WORK INSTRUCTIONS:
Reproduce verbatim everything from the line containing "of the tire." down to the final line of the entries below.

---------------

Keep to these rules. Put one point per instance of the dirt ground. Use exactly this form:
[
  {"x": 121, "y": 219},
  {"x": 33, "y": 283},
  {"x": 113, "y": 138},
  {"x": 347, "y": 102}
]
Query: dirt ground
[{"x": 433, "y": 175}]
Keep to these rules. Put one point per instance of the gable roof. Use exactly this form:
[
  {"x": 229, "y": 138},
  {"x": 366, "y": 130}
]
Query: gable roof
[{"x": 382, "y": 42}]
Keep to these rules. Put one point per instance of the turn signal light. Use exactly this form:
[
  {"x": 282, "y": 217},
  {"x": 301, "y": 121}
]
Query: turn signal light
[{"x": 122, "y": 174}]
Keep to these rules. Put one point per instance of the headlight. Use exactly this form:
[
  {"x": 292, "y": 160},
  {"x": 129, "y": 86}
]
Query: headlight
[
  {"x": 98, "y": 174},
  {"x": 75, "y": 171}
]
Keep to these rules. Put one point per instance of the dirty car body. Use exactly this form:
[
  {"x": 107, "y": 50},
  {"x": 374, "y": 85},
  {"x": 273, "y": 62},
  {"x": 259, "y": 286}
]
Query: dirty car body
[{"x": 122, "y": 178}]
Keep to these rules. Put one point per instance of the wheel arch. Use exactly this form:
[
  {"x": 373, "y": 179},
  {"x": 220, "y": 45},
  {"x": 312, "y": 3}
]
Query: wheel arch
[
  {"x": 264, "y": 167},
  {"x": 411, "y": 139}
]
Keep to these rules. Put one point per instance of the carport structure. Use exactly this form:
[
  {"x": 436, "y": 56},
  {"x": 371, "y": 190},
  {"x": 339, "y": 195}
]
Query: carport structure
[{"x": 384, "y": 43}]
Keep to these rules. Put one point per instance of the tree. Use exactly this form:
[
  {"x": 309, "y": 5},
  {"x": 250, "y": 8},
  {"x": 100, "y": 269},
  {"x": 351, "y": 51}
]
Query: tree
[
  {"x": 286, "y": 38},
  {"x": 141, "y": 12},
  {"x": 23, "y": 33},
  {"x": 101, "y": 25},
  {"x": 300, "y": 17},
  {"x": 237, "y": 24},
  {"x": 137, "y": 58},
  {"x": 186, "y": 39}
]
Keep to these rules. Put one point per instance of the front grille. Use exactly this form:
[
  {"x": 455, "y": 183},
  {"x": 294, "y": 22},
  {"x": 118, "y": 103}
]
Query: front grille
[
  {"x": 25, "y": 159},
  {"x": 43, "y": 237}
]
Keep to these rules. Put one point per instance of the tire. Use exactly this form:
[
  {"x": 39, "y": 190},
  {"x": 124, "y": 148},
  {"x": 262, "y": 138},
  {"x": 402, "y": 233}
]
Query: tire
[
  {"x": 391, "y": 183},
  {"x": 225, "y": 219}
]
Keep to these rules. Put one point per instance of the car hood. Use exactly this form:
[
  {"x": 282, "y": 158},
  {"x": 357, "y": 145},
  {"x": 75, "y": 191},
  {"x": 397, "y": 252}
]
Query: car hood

---------------

OUTPUT FOR THIS EXERCISE:
Keep to these rules. Put one point per instance of the tire. Use exactly this form:
[
  {"x": 39, "y": 190},
  {"x": 124, "y": 148},
  {"x": 262, "y": 138},
  {"x": 402, "y": 233}
]
Query: tire
[
  {"x": 391, "y": 183},
  {"x": 225, "y": 219}
]
Keep to these rules. Put one point per instance of the car hood. Use exactly this form:
[
  {"x": 282, "y": 158},
  {"x": 357, "y": 145},
  {"x": 75, "y": 191},
  {"x": 397, "y": 252}
]
Query: car hood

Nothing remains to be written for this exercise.